[RECORD LIST]
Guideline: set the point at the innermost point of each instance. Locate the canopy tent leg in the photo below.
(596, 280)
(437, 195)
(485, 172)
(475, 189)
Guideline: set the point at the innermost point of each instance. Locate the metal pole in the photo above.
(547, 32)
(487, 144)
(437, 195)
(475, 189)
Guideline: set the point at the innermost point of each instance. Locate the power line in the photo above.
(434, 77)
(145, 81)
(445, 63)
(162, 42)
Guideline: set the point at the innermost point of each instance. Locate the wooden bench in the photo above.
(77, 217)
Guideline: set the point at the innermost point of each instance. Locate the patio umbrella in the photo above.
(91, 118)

---

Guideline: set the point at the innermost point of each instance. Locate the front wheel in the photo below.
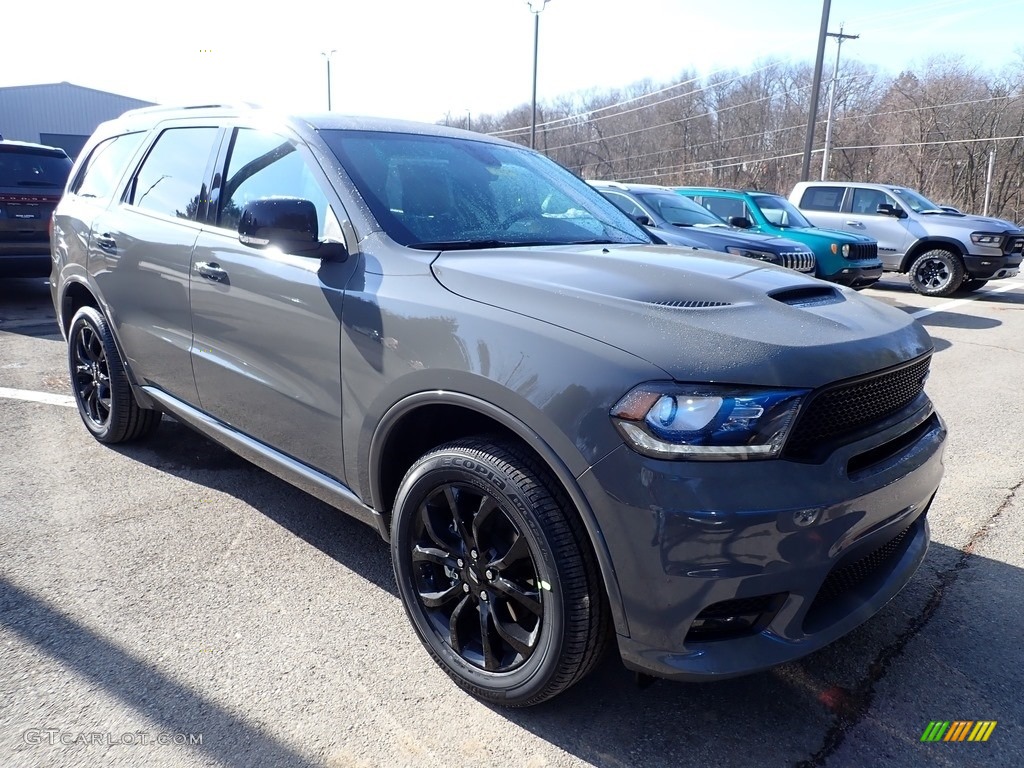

[PROBLEM TO WORK ON]
How many lines in the items above contain the string "Locate"? Case counts, and the reply should be only the number.

[SOLVED EXERCISE]
6